Collect and copy out every line in the records below that contains the word "crack". Matching is case-sensitive.

====== Listing

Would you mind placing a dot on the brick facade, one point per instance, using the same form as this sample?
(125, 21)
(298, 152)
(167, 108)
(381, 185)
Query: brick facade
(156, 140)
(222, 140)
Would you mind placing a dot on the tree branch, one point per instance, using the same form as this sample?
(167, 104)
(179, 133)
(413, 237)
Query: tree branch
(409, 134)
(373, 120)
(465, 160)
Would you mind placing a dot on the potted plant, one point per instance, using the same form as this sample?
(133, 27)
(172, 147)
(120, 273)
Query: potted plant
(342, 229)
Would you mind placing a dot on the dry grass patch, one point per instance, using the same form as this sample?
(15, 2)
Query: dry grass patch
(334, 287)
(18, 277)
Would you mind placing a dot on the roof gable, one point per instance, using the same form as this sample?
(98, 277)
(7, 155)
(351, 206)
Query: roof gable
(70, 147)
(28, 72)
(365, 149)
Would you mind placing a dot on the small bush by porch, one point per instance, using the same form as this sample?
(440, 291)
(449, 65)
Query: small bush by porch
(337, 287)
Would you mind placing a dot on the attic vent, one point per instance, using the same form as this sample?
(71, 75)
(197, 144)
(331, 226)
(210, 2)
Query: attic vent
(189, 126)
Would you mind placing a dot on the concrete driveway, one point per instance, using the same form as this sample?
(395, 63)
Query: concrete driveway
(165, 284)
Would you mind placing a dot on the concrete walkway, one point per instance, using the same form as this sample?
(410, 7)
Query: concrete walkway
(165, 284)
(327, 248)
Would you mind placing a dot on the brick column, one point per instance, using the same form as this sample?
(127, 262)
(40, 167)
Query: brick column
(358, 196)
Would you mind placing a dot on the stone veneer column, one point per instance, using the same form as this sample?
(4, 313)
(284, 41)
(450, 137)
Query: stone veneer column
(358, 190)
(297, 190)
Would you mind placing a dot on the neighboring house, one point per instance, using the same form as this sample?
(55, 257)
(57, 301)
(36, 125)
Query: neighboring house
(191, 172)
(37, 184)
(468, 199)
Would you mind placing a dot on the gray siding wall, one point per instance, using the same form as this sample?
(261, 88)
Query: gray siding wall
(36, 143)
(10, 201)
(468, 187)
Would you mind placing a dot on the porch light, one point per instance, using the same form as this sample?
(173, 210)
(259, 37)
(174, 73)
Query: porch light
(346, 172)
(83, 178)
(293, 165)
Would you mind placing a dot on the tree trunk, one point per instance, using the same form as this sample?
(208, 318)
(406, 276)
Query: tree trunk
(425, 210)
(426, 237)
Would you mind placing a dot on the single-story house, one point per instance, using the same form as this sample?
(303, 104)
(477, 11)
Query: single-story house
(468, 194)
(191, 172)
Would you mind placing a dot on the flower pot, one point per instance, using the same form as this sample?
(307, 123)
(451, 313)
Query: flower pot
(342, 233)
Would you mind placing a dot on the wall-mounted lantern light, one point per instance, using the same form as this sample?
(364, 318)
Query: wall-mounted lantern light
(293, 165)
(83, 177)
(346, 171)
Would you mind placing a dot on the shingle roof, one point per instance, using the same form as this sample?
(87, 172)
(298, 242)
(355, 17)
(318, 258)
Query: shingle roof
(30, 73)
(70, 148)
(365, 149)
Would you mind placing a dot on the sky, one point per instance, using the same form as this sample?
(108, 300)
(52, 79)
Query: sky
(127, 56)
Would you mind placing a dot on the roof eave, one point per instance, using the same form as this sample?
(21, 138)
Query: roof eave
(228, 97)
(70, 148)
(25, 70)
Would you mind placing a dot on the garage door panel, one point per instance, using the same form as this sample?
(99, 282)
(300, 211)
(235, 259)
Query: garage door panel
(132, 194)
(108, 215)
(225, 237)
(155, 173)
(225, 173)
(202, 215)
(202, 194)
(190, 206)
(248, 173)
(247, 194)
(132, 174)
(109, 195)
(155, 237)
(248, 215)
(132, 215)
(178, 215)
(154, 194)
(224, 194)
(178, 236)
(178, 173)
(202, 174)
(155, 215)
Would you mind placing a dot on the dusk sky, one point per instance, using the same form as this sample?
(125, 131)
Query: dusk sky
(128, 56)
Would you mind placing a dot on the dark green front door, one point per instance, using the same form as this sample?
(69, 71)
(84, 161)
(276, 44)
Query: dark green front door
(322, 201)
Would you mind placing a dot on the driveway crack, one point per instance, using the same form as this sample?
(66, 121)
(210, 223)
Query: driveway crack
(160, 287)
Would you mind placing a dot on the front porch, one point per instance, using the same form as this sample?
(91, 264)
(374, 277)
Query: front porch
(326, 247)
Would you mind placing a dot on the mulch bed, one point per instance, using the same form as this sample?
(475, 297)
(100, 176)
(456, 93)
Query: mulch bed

============
====== Listing

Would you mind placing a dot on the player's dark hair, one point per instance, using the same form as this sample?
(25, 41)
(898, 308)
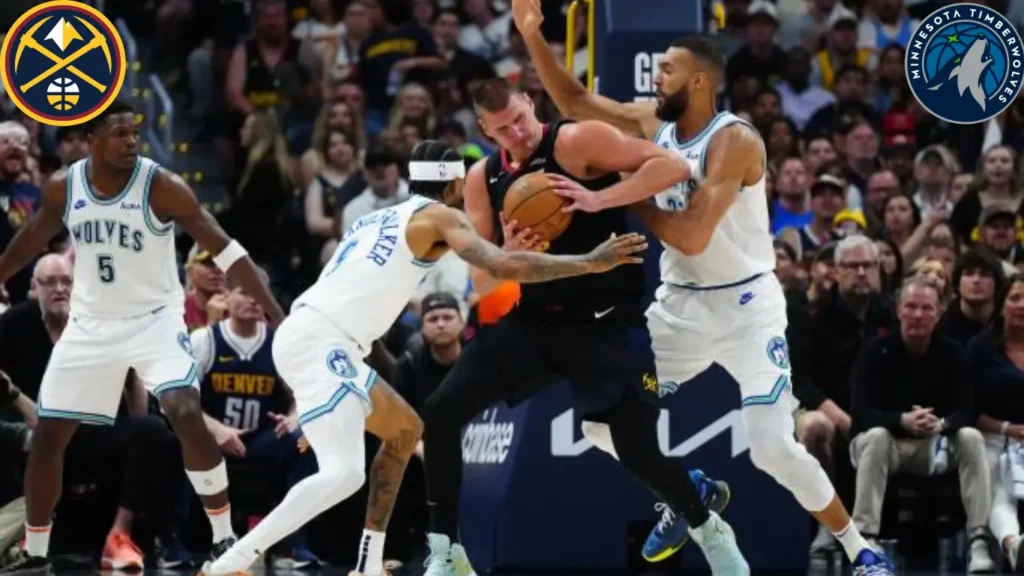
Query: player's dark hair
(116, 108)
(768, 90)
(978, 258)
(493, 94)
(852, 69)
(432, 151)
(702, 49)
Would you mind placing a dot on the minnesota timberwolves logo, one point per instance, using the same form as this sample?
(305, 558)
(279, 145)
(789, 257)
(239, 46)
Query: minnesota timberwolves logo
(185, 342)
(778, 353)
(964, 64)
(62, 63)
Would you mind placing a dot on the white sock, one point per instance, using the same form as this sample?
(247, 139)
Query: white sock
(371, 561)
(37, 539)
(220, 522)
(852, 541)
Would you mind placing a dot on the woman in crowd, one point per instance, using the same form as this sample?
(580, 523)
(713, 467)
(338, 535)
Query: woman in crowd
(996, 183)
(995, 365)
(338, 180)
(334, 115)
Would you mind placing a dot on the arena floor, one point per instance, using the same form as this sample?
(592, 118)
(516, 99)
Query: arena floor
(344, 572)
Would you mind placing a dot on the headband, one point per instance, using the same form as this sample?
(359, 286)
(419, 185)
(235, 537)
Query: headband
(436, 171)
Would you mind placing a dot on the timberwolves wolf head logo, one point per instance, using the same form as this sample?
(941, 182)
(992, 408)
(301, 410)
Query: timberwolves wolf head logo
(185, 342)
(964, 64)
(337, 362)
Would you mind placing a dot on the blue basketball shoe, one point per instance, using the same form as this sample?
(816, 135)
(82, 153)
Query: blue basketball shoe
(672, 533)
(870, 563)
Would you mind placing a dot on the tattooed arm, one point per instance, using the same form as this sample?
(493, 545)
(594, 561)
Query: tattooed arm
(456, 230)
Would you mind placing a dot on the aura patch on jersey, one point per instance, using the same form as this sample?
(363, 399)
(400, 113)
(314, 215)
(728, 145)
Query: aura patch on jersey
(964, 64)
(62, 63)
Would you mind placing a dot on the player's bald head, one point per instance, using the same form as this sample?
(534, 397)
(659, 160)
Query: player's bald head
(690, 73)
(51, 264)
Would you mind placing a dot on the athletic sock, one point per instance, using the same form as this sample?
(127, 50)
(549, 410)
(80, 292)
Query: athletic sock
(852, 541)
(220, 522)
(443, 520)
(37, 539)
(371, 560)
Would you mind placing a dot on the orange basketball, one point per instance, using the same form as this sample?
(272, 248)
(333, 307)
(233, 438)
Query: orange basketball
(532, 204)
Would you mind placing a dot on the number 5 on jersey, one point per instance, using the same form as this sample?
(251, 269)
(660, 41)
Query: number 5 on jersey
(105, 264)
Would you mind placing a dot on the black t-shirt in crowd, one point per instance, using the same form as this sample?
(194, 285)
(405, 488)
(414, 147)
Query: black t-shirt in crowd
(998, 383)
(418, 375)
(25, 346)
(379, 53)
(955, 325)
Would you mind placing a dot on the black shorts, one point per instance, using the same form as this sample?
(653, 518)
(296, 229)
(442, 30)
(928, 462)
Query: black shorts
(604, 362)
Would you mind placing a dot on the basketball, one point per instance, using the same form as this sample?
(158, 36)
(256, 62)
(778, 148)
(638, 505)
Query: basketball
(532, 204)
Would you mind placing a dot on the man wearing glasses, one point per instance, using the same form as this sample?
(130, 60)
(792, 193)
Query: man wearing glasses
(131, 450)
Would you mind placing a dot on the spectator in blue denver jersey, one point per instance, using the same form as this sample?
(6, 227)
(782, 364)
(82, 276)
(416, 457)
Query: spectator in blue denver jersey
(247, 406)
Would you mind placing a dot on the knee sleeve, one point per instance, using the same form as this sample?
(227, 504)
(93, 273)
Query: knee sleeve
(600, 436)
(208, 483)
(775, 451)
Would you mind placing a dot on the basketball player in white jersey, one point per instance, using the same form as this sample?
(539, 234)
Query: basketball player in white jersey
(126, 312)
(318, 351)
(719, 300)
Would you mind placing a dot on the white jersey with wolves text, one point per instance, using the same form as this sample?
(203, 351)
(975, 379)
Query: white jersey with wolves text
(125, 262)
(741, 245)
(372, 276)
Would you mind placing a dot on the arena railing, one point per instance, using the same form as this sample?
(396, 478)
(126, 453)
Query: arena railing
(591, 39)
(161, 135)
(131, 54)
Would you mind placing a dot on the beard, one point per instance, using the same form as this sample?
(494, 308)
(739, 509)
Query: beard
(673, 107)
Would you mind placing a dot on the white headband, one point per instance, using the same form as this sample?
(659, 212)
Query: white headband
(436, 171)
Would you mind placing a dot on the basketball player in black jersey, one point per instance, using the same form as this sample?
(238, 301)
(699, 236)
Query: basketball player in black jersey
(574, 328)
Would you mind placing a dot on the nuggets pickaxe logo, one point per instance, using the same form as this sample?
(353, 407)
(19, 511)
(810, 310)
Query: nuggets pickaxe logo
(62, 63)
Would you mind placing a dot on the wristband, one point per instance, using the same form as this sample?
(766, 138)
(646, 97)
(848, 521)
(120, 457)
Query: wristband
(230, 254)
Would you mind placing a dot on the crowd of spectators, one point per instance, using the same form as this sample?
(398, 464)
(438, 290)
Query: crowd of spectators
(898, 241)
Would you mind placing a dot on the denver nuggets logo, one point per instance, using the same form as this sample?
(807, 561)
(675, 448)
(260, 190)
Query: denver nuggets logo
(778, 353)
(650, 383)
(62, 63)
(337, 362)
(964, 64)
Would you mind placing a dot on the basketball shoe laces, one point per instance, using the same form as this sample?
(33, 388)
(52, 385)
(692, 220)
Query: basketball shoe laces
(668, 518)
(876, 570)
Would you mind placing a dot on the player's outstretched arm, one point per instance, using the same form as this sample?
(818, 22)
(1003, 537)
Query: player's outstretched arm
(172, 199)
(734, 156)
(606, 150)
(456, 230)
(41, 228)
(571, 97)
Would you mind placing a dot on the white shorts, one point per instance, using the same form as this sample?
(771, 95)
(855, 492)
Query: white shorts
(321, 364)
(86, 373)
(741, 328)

============

= Written answer =
Would you mind placing a dot on the driveway crack, one point per instance, using the same form as this sample?
Query: driveway crack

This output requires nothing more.